start Document passage

The primary objective of this experiment is to develop a method for **statically detecting ambiguity** in a user-provided iXML grammar. This analysis will occur before parsing any user input, providing direct feedback on the grammar itself.

A core constraint of this experiment is to leverage the existing **Recursive Descent Parser (RDP)** architecture, using it as a "reflection" engine to analyze the grammar's properties.

The proposed methodology is **Parse-Driven Grammar Analysis**. This approach involves three phases: instrumenting the RDP to detect ambiguity, analyzing the grammar AST to generate "witness strings" for potential ambiguities, and using the instrumented RDP to perform a "dry run" on these strings to confirm ambiguity.

## 2. Core Methodology

A grammar is ambiguous if a single input string can be parsed into multiple distinct parse trees. Statically proving ambiguity for all cases is an undecidable problem. However, we can detect many common forms of ambiguity by focusing on a key indicator: **rules where multiple alternatives can match the same input string.**

Our strategy is to:
1.  **Identify** rules whose alternatives start with a common prefix.
2.  **Extract** that common prefix as a "witness string".
3.  **Parse** the witness string using a modified RDP that is capable of finding multiple parse trees.
4.  If the parser finds more than one valid parse for the witness string under the rule in question, the grammar is confirmed to be ambiguous.

## 3. Implementation Phases

### Phase I: Instrument the RDP for Ambiguity Detection

**Objective:** Enhance the `NativeParser` to identify and report all valid parses for a given input, rather than just the longest one.

**Key Changes:**

1.  **Modify `native_parser::parse_alternatives`:**
    -   The function will be altered to no longer return immediately after finding the longest match.

end Document passage
start Records supplied

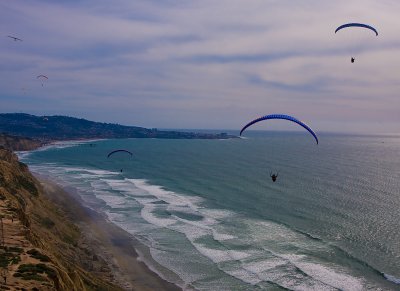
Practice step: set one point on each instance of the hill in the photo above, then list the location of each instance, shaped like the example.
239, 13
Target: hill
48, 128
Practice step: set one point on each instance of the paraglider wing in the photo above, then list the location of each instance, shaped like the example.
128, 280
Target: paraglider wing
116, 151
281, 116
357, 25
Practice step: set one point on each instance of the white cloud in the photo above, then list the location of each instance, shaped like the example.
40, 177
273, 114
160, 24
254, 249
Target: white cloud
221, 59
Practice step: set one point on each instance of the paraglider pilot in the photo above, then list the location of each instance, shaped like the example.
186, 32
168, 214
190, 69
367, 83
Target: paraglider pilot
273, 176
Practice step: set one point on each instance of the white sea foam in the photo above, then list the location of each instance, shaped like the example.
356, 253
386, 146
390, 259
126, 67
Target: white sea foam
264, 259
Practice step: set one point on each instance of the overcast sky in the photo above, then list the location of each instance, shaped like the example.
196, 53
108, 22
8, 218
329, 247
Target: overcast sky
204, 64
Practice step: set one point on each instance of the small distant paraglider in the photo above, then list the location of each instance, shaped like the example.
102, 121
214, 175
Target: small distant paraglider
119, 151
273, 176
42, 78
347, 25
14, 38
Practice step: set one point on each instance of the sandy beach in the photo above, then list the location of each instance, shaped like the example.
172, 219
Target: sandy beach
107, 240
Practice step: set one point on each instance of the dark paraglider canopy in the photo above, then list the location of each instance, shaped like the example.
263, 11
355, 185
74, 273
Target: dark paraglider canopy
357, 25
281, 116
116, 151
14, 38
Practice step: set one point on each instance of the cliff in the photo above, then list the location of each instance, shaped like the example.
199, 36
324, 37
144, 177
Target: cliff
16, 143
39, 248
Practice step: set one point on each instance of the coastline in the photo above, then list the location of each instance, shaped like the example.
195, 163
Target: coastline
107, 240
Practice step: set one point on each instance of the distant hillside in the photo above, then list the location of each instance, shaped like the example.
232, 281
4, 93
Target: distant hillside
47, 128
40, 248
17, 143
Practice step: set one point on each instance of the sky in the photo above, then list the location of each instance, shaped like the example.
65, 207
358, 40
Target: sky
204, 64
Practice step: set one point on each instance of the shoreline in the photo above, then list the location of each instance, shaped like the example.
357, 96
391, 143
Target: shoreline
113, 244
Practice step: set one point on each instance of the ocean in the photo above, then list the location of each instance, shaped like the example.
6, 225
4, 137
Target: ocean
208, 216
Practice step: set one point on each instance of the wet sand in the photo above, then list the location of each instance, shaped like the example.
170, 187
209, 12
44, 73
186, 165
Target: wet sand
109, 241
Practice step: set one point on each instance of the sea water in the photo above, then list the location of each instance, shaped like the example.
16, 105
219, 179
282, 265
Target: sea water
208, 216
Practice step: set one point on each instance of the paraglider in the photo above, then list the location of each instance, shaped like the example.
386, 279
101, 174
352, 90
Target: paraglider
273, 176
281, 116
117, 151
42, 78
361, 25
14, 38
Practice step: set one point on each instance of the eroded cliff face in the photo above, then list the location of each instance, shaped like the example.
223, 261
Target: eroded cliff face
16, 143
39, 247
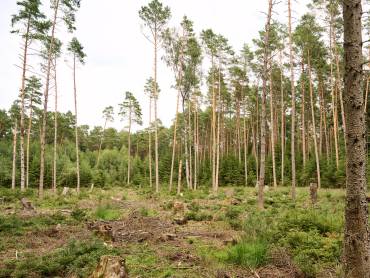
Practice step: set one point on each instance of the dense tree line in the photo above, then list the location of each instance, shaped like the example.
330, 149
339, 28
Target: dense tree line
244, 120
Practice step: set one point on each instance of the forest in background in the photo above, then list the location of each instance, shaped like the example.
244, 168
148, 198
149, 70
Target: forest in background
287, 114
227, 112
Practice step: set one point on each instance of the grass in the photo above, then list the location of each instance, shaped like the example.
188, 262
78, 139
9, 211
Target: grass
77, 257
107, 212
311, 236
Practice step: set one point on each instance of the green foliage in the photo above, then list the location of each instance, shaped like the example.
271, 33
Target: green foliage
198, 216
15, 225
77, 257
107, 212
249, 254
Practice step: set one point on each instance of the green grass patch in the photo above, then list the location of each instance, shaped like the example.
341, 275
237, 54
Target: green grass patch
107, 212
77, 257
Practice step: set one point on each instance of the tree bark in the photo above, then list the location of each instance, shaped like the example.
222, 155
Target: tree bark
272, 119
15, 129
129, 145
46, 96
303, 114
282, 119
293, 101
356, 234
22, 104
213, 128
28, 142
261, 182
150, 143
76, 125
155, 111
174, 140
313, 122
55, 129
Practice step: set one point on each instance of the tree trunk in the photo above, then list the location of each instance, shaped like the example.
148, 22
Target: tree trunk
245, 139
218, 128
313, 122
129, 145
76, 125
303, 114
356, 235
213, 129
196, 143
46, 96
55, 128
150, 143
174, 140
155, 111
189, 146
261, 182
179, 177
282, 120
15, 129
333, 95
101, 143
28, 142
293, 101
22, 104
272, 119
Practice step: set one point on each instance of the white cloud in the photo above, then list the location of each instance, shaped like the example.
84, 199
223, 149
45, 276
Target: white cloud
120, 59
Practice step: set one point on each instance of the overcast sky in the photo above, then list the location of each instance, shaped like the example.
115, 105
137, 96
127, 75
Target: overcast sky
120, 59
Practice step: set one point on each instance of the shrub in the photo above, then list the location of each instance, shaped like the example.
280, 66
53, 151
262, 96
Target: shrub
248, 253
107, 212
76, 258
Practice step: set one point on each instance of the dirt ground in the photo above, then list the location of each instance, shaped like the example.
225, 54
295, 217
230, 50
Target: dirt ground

end Records supplied

### Given task:
Why does the grammar-ambiguity plan target rules whose alternatives can match the same input string instead of trying to prove ambiguity in every case? Answer in one to three sentences.

### Task result:
Statically proving ambiguity for all cases is an undecidable problem. Focusing on rules where several alternatives can match the same input string still lets the method detect many common forms of ambiguity, because such rules are a key indicator of it.